Could you gather and copy every line of the material below that contains the string "rear"? Case counts, so match only that exact capitalization.

===== EXTRACTED INFORMATION

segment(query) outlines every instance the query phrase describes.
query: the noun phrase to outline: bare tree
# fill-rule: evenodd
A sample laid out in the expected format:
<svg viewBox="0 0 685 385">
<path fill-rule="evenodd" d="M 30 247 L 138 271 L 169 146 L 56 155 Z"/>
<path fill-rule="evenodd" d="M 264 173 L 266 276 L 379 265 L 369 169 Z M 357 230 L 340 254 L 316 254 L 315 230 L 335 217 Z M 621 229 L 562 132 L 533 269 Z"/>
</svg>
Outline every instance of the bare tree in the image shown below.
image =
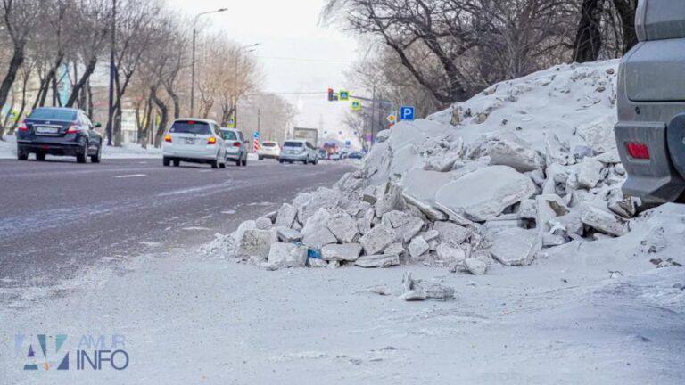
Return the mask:
<svg viewBox="0 0 685 385">
<path fill-rule="evenodd" d="M 9 68 L 0 85 L 0 106 L 7 102 L 17 72 L 24 62 L 25 49 L 31 34 L 34 32 L 36 20 L 40 14 L 41 4 L 33 0 L 3 0 L 3 20 L 12 45 L 12 54 Z"/>
</svg>

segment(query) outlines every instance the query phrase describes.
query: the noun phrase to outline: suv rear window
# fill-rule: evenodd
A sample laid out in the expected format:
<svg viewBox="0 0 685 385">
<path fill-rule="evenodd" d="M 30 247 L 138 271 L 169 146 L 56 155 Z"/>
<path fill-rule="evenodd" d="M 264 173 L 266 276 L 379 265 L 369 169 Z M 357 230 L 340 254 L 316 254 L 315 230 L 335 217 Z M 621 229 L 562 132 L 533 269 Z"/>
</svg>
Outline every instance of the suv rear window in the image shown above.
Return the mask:
<svg viewBox="0 0 685 385">
<path fill-rule="evenodd" d="M 29 119 L 74 121 L 76 120 L 76 111 L 71 110 L 37 109 L 29 115 Z"/>
<path fill-rule="evenodd" d="M 238 140 L 238 136 L 233 131 L 221 130 L 221 134 L 224 135 L 224 139 L 226 140 Z"/>
<path fill-rule="evenodd" d="M 176 122 L 169 132 L 173 134 L 210 135 L 210 125 L 204 122 L 181 121 Z"/>
</svg>

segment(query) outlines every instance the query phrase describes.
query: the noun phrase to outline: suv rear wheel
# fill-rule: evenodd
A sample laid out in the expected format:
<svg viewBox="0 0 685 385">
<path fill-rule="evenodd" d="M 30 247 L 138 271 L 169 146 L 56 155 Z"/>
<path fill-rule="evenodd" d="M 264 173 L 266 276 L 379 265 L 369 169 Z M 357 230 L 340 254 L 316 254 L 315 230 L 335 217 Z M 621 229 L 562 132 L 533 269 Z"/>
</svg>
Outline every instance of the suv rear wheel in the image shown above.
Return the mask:
<svg viewBox="0 0 685 385">
<path fill-rule="evenodd" d="M 103 144 L 97 146 L 97 152 L 95 155 L 90 156 L 90 161 L 93 163 L 100 163 L 100 160 L 103 157 Z"/>
<path fill-rule="evenodd" d="M 87 156 L 88 156 L 88 143 L 84 141 L 83 147 L 81 148 L 81 152 L 76 154 L 76 162 L 86 163 L 86 158 Z M 43 158 L 45 159 L 45 155 L 43 155 Z"/>
<path fill-rule="evenodd" d="M 27 160 L 28 159 L 29 159 L 29 152 L 25 152 L 24 149 L 21 147 L 17 148 L 17 160 Z"/>
</svg>

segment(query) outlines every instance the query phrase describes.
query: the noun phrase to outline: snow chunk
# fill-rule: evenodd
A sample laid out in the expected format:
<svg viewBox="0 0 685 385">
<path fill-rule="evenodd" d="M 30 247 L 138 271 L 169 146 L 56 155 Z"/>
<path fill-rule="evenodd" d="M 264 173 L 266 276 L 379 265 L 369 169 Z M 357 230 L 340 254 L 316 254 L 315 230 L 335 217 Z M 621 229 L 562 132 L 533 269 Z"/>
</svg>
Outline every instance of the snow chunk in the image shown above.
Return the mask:
<svg viewBox="0 0 685 385">
<path fill-rule="evenodd" d="M 355 261 L 361 254 L 361 244 L 329 244 L 321 249 L 321 258 L 325 260 Z"/>
<path fill-rule="evenodd" d="M 508 166 L 491 166 L 467 174 L 438 191 L 435 201 L 467 218 L 484 222 L 535 193 L 531 178 Z"/>
<path fill-rule="evenodd" d="M 392 254 L 382 254 L 359 257 L 354 262 L 355 266 L 366 268 L 385 268 L 400 265 L 400 256 Z"/>
<path fill-rule="evenodd" d="M 243 258 L 257 257 L 267 259 L 271 245 L 277 242 L 276 229 L 245 230 L 238 242 L 237 255 Z"/>
<path fill-rule="evenodd" d="M 367 255 L 377 254 L 395 242 L 396 233 L 386 225 L 378 225 L 361 237 L 359 242 Z"/>
<path fill-rule="evenodd" d="M 497 234 L 490 253 L 505 266 L 524 266 L 532 263 L 540 247 L 534 231 L 514 227 Z"/>
<path fill-rule="evenodd" d="M 294 243 L 274 243 L 268 253 L 268 265 L 278 268 L 304 267 L 307 248 Z"/>
</svg>

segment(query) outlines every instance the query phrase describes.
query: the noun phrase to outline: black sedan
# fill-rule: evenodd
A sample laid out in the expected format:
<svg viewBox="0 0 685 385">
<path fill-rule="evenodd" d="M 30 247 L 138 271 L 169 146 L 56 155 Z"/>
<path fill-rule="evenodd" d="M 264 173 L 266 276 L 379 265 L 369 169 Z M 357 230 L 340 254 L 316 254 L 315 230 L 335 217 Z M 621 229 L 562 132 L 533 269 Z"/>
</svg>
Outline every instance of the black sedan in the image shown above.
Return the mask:
<svg viewBox="0 0 685 385">
<path fill-rule="evenodd" d="M 19 126 L 17 158 L 26 160 L 34 153 L 42 161 L 47 154 L 66 155 L 75 156 L 78 163 L 86 163 L 87 157 L 100 163 L 103 136 L 95 131 L 99 127 L 80 110 L 37 108 Z"/>
</svg>

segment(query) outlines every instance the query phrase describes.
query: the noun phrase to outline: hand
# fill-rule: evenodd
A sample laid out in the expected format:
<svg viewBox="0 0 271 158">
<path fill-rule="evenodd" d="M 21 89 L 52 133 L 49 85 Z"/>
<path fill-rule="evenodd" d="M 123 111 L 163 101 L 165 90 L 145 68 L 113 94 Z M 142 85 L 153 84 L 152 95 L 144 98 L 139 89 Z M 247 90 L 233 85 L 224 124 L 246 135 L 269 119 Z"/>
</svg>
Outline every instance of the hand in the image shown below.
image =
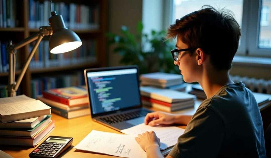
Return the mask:
<svg viewBox="0 0 271 158">
<path fill-rule="evenodd" d="M 141 134 L 138 134 L 137 137 L 135 138 L 136 140 L 145 151 L 149 147 L 160 146 L 160 139 L 157 137 L 153 131 L 147 131 Z"/>
<path fill-rule="evenodd" d="M 157 124 L 172 124 L 176 120 L 176 116 L 175 115 L 161 111 L 149 113 L 145 117 L 145 124 L 153 126 Z M 153 120 L 153 118 L 155 120 Z"/>
</svg>

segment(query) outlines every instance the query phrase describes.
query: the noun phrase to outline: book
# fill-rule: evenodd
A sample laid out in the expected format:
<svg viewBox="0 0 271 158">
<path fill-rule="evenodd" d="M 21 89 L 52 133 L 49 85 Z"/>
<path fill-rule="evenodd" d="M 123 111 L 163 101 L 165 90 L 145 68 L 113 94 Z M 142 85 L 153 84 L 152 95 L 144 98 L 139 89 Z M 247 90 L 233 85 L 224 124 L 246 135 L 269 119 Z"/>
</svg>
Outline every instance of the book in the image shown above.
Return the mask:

==========

** RESPONSE **
query: the noun phrase to outline: suv rear window
Outline every instance of the suv rear window in the image shown above.
query: the noun phrase to outline: suv rear wheel
Outline every instance of the suv rear wheel in the image shown above.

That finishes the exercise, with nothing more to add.